READING PASSAGE
◇ ◇ ◇ ◇
NSF here, just enlisted recently. Prior to this i survived a harsh 2 years of emotional warfare. Lost a younger sibling, had to end a toxic 2 year relationship in the span of 6 months, not to mention struggling with A levels. I’ve spent my 2 years building up walls to protect myself, suppressing my emotions in front of friends and family to not appear weak. Im currently battling with the harsh training life in NS, the grief of the loss of my sibling as well as the loss of my relationship. Although she did not treat me the best, especially after my sibling died, she was still the closest person to me and we did share many beautiful moments during the earlier stages of our relationship. My heart burns everyday when i think about her and when i think about my sibling. She is doing well, has a scholarship and many people are proud of her. While I want to say that i wish her all the best and that im happy that she’s doing well, i cant help but feel this crushing sense of defeat. Why is it that I have to suffer so much, and have nothing to show for it, while the person who hurt me gets to enjoy life? Im fighting on so many fronts right now and i feel like its slowly crushing me. I have not cried in years, im too afraid of being judged by the people around me and have my feelings used against me, yet i feel like i want to cry out for help. The only sources of comfort i have are my friends, but none of which understand the full extent of the pain im going through as they have all happy lives. I also dont wish to burden them further. What do i do? I feel so trapped especially in NS where regimentation exists and life moves on in a strict routine. The harsh training often forces my mind to go in circles and cling onto old nostalgic moments, looking for comfort. But this always ends up in me thinking about my happier past and my mood is ruined for the day. Counselling in NS doesnt exactly work, seeing the counsellors often ends in me putting on a smile and not releasing my emotions, i talk about my feelings but i cant exactly express them. Man, im not suicidal or anything but i wish i could just not feel these things any more. I dont want to miss my sibling i dont want to miss and compare myself to my ex. really feels like im at a dead end here ![]()
Dear @s0raa
Thank you for reaching out for support while figuring out how to move forward carrying multiple heavy challenges.
Losing a sibling, ending a painful relationship, surviving A-levels, and then being thrown straight into NS is a huge amount of loss and pressure for any one person to endure. It is fully understandable that it feels crushing. Please know that your reaction indicates you have been surviving by holding everything in.
I also think the anger and unfairness you are feeling about your ex doing well while you’re struggling is a very human grief response. It suggests you were hurt at your most vulnerable and never got the opportunity or time to fully process the hurt and grief. Memories surfacing during training tell me you seek solace and relief while in a challenging environment.
◇ ◇ ◇ ◇
RECORDS PROVIDED
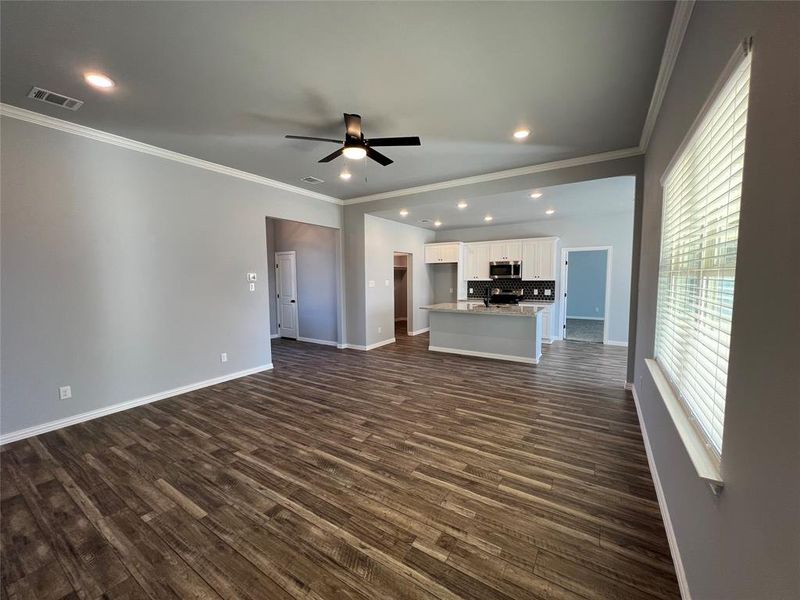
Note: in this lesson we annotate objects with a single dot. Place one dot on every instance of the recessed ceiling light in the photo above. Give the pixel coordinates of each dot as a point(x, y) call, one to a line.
point(99, 80)
point(355, 152)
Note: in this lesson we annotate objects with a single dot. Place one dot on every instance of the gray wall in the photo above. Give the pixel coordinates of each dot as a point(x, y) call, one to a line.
point(317, 271)
point(744, 544)
point(614, 230)
point(586, 284)
point(123, 274)
point(383, 239)
point(353, 228)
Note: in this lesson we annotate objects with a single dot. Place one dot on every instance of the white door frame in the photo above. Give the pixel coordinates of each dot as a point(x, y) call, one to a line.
point(565, 290)
point(278, 291)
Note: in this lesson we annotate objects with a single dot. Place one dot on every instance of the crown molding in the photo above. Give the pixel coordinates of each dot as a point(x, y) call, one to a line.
point(677, 29)
point(540, 168)
point(21, 114)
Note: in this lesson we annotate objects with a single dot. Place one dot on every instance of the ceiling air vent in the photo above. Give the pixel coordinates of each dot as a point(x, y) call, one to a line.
point(52, 98)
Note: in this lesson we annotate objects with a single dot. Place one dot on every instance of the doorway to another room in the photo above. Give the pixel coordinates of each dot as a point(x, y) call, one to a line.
point(286, 293)
point(304, 282)
point(402, 293)
point(586, 278)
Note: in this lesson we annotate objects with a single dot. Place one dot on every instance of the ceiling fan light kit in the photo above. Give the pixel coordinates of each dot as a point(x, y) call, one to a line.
point(355, 146)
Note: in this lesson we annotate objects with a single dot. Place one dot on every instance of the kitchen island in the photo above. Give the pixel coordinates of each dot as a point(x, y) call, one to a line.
point(503, 332)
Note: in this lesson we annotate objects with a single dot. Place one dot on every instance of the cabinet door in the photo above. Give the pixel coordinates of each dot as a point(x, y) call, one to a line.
point(431, 254)
point(530, 260)
point(514, 251)
point(477, 262)
point(547, 260)
point(497, 251)
point(448, 253)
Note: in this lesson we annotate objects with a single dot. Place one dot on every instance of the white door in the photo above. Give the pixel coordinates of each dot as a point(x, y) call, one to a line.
point(286, 284)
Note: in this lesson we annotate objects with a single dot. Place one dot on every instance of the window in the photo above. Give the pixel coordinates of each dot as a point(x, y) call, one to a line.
point(697, 270)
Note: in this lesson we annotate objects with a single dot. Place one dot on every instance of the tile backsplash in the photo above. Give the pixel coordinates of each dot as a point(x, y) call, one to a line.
point(534, 290)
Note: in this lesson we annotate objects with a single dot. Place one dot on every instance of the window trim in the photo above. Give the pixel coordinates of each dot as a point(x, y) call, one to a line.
point(705, 460)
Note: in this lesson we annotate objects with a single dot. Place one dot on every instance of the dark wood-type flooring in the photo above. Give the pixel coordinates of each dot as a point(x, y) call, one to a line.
point(396, 473)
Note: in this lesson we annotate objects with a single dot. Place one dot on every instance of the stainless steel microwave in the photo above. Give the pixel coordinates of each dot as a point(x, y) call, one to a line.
point(505, 269)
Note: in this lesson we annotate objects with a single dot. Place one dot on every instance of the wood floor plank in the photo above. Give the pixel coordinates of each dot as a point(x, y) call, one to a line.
point(394, 473)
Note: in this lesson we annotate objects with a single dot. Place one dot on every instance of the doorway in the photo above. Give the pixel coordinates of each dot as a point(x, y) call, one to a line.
point(402, 294)
point(286, 293)
point(587, 284)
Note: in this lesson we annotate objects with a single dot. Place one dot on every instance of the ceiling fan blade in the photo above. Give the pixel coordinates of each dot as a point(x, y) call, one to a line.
point(378, 157)
point(333, 155)
point(304, 137)
point(401, 141)
point(353, 124)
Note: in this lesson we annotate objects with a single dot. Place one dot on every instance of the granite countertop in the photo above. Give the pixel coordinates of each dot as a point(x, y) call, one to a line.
point(478, 308)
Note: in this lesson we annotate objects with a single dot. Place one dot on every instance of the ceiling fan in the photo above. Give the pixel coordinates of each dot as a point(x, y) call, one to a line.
point(356, 146)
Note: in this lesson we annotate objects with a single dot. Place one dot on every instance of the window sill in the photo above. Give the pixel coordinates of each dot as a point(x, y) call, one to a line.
point(705, 463)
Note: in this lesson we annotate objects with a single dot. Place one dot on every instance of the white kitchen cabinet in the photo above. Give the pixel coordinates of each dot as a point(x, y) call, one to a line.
point(443, 253)
point(539, 259)
point(506, 250)
point(476, 262)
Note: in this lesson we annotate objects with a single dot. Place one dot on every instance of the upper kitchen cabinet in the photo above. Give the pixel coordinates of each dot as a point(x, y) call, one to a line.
point(477, 261)
point(505, 250)
point(448, 252)
point(539, 259)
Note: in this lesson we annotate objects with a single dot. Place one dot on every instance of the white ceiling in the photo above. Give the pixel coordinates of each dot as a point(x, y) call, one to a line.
point(224, 81)
point(584, 199)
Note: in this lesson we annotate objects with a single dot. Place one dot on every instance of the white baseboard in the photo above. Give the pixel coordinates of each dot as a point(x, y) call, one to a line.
point(21, 434)
point(662, 504)
point(586, 318)
point(522, 359)
point(371, 346)
point(316, 341)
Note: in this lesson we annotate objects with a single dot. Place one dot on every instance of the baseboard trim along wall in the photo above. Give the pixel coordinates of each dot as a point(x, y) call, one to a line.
point(529, 361)
point(316, 341)
point(371, 346)
point(662, 504)
point(616, 343)
point(21, 434)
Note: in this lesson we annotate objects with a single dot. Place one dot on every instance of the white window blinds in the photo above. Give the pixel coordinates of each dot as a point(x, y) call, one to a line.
point(697, 271)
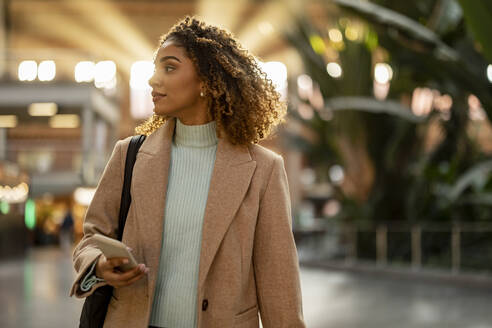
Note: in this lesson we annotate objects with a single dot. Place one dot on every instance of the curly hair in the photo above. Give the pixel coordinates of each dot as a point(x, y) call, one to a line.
point(241, 98)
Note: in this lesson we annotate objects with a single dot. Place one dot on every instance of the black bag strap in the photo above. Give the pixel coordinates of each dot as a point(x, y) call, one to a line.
point(126, 199)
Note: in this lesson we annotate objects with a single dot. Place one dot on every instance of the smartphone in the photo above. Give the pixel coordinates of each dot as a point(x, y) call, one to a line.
point(115, 248)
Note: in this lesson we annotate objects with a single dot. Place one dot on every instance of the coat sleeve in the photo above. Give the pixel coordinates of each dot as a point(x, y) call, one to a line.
point(275, 259)
point(101, 217)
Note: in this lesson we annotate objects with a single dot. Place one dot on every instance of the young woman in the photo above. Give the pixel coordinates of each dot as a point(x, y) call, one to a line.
point(210, 217)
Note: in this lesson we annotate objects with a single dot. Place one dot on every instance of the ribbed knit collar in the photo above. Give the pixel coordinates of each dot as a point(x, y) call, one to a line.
point(202, 135)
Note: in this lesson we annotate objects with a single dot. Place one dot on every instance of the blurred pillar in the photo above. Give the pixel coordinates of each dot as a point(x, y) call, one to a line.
point(3, 36)
point(456, 248)
point(87, 162)
point(3, 143)
point(351, 233)
point(416, 247)
point(382, 244)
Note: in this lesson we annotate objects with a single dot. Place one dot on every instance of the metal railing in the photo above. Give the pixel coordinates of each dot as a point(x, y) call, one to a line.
point(455, 247)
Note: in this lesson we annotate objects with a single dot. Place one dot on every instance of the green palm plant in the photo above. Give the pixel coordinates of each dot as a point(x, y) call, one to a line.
point(390, 174)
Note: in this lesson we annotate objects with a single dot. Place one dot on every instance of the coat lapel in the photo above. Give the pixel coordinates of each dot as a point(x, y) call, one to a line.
point(230, 180)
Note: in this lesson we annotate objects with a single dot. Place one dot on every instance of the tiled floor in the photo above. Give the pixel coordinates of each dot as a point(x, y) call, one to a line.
point(34, 293)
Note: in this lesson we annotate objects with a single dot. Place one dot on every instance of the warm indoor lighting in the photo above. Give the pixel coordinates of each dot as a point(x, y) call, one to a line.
point(64, 121)
point(42, 109)
point(46, 70)
point(304, 86)
point(422, 101)
point(8, 121)
point(334, 70)
point(84, 71)
point(336, 174)
point(335, 35)
point(383, 73)
point(105, 74)
point(277, 72)
point(141, 105)
point(28, 70)
point(16, 194)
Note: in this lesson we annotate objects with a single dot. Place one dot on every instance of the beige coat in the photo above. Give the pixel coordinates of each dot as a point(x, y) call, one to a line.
point(248, 259)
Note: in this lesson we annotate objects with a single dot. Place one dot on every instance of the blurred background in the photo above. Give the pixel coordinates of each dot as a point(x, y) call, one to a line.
point(387, 146)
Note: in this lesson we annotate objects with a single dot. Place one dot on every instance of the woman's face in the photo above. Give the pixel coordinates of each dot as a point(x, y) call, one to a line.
point(176, 86)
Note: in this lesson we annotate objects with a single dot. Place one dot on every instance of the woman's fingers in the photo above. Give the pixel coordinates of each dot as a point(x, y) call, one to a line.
point(132, 280)
point(118, 279)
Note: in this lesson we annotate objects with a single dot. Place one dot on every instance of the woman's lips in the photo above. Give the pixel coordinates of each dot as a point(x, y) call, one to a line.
point(156, 98)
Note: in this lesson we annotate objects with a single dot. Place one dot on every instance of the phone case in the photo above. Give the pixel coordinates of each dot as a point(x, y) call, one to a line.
point(114, 248)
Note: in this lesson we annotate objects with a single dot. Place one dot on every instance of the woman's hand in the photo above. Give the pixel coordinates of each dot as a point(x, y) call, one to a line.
point(105, 268)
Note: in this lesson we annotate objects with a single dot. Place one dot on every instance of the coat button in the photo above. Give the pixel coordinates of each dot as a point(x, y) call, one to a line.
point(204, 305)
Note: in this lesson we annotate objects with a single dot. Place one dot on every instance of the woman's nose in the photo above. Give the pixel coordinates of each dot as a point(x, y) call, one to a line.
point(153, 81)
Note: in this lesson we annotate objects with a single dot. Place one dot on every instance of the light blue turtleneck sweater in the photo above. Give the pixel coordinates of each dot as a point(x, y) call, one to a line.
point(192, 161)
point(190, 170)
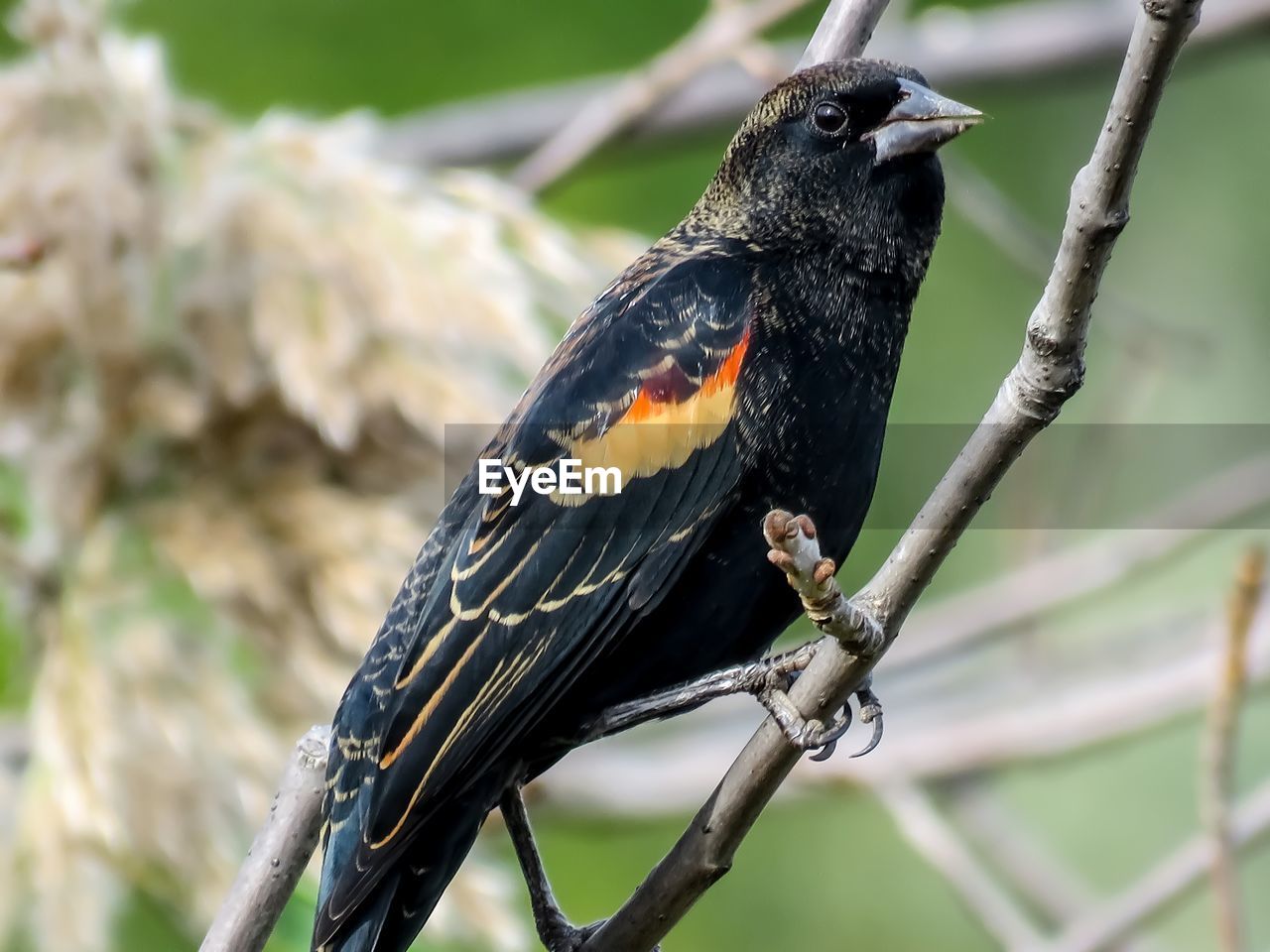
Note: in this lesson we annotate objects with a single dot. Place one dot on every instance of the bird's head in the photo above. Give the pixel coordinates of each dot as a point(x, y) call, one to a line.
point(842, 153)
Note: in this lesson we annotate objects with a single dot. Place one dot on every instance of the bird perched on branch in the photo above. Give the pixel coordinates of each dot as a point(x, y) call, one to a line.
point(744, 362)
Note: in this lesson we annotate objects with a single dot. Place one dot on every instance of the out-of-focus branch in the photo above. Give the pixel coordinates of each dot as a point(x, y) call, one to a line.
point(1014, 848)
point(21, 253)
point(278, 855)
point(721, 33)
point(1165, 884)
point(996, 45)
point(1048, 373)
point(1223, 722)
point(1080, 570)
point(935, 838)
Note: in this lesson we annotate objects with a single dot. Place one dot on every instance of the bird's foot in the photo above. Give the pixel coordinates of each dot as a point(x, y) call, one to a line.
point(812, 734)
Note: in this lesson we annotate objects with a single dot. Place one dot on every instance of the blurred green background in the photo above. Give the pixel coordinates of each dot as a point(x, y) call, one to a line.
point(828, 871)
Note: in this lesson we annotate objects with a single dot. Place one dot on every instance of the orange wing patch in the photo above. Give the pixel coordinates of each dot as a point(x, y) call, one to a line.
point(668, 420)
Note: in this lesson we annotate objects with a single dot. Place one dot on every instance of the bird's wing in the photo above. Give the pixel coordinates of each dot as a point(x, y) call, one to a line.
point(509, 602)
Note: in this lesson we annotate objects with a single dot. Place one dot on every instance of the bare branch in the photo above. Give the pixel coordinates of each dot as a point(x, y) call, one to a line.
point(1010, 42)
point(278, 855)
point(945, 739)
point(720, 35)
point(843, 32)
point(1048, 373)
point(935, 838)
point(1170, 880)
point(1218, 775)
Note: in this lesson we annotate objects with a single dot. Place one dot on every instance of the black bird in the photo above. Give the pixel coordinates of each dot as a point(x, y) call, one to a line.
point(742, 363)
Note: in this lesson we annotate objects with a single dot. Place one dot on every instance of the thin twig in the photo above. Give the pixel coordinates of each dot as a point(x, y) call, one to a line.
point(1223, 722)
point(724, 31)
point(996, 216)
point(993, 46)
point(1048, 373)
point(1174, 878)
point(939, 842)
point(843, 31)
point(278, 855)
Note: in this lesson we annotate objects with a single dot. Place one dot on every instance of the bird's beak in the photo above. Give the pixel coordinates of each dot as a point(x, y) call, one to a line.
point(921, 122)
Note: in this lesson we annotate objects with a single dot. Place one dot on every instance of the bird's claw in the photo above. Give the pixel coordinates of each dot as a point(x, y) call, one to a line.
point(811, 734)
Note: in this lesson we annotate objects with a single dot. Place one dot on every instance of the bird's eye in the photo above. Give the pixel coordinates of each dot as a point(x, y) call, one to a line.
point(829, 117)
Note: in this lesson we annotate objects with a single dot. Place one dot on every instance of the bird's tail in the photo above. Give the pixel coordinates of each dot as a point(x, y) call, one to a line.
point(394, 911)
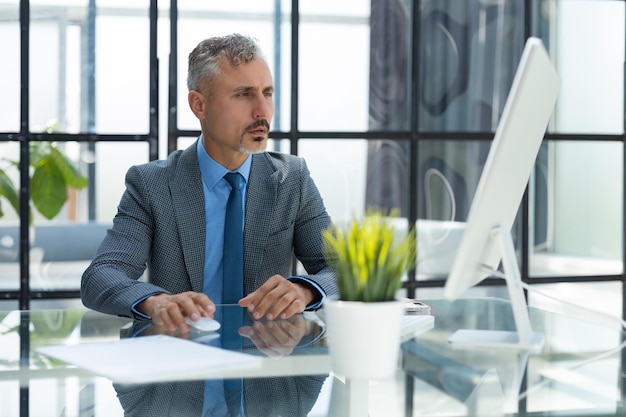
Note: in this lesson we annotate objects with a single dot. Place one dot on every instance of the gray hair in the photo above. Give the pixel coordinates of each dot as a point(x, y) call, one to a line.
point(204, 59)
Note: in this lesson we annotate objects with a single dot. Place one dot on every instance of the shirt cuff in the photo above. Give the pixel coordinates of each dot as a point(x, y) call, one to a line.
point(321, 294)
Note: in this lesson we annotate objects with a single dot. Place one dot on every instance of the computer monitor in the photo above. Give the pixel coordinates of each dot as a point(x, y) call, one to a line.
point(487, 239)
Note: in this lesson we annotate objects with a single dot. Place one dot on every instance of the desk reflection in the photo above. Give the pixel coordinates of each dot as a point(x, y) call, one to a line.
point(280, 396)
point(276, 338)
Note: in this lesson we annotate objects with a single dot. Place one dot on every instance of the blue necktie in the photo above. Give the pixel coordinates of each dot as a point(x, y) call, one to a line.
point(232, 290)
point(232, 285)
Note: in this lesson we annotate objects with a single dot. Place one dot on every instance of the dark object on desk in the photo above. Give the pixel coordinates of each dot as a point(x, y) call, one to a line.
point(416, 307)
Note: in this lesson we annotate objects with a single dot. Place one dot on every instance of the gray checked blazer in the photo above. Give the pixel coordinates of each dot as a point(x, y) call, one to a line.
point(160, 225)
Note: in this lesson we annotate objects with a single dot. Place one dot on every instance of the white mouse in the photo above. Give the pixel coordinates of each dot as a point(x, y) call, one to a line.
point(204, 324)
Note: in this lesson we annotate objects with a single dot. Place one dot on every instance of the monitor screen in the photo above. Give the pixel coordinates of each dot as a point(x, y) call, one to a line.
point(500, 189)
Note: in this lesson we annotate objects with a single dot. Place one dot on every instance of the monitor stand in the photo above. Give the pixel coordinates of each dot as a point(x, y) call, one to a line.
point(522, 339)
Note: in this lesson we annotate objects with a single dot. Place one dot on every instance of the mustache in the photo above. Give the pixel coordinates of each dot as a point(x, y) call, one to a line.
point(259, 123)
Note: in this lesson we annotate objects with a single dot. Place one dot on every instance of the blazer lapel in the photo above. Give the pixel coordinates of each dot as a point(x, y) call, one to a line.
point(260, 200)
point(188, 202)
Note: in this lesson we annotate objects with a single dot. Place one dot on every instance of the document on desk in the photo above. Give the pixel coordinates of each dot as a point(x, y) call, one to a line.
point(150, 358)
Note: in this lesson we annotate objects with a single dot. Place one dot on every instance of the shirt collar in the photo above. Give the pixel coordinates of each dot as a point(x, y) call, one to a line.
point(212, 171)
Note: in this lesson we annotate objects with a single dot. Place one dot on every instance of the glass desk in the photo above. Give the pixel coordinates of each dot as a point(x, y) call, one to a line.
point(579, 372)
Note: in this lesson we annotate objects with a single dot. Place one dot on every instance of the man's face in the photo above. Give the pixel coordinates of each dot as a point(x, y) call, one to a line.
point(236, 117)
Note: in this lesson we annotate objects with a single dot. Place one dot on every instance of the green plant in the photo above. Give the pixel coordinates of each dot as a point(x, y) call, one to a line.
point(369, 258)
point(52, 174)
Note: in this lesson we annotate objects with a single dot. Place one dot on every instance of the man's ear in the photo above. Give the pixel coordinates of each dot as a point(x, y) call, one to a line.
point(196, 103)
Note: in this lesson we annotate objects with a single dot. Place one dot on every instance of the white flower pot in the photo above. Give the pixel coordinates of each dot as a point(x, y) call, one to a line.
point(364, 338)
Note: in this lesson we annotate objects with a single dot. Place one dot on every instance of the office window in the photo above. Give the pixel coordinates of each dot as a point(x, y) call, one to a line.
point(591, 65)
point(338, 168)
point(334, 70)
point(10, 80)
point(573, 235)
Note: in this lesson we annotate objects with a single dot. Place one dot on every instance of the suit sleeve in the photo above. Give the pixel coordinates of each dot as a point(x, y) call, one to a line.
point(111, 282)
point(312, 219)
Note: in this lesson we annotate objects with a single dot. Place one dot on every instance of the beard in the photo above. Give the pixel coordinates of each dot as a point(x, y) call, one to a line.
point(260, 140)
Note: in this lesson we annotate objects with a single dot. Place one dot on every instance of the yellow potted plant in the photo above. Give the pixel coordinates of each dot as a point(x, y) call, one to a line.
point(370, 257)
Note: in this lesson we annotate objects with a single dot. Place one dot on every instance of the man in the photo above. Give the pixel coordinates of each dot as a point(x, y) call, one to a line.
point(171, 217)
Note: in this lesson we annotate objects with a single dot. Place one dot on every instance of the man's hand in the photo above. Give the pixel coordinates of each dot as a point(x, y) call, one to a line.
point(277, 297)
point(170, 310)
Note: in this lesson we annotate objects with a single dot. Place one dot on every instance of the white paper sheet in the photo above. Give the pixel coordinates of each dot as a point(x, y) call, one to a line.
◇ ◇ ◇ ◇
REQUIRED WORK
**A.** Summarize the forum thread about grief during NS in two sentences.
**B.** Write the next part of the forum thread about grief during NS, picking up after its last sentence.
The entries are separate material with no connection to the forum thread about grief during NS.

RESULTS FOR THE EXERCISE
**A.** A recently enlisted NSF describes losing a younger sibling, ending a toxic two-year relationship and struggling with A levels, and says that suppressing these emotions, harsh NS training and counselling that doesn't help leave them feeling trapped at a dead end. A reply recognizes how much loss and pressure this is, calls the anger about the ex doing well a very human grief response, and says the memories that surface during training show a search for solace.

**B.**
I also think you have learnt that being vulnerable is not safe, so better not to cry or open up about what you are going through.
To your credit, you have already taken proactive steps to speak to counsellors in camp which shows your determination to improve your wellbeing. You shared that thus far, you have been able to talk about your feelings to them. However, you aim to feel safe enough to be able to express emotions, but have not been able to yet.
Please do not be discouraged. Warming up, building rapport and feeling safe enough to be vulnerable will take time and consistency.
Meanwhile, may I suggest that you could also seek additional support from mindline counsellors reachable at 1771. The hotline operates 24/7 in case you need immediate support.
I can see that you have been through a lot in the last few years and that has been deeply draining. Anyone in your shoes would also feel the same.
Please do not face this alone anymore. Keep reaching out for support in processing what has happened even if it feels uncomfortable to do so. Be gentle with yourself and allow yourself the space to grieve, rebuild and recover at your own pace.![]()
Hey @s0raa,
It sounds like you’re going through a difficult time, and I appreciate you reaching out for support. Feeling overwhelmed or uncertain about where to turn can be incredibly challenging, and it’s completely understandable to seek guidance and reassurance in moments like these.
In addition to the National Mindline (1771) that @CaringBee had mentioned, you may also find it helpful to connect with your local Community Mental Health Teams. These teams provide a range of services, including assessment, treatment, and ongoing support for individuals experiencing mental health difficulties. These resources are free-of-charge, and are there to help you navigate your feelings and get the support you deserve.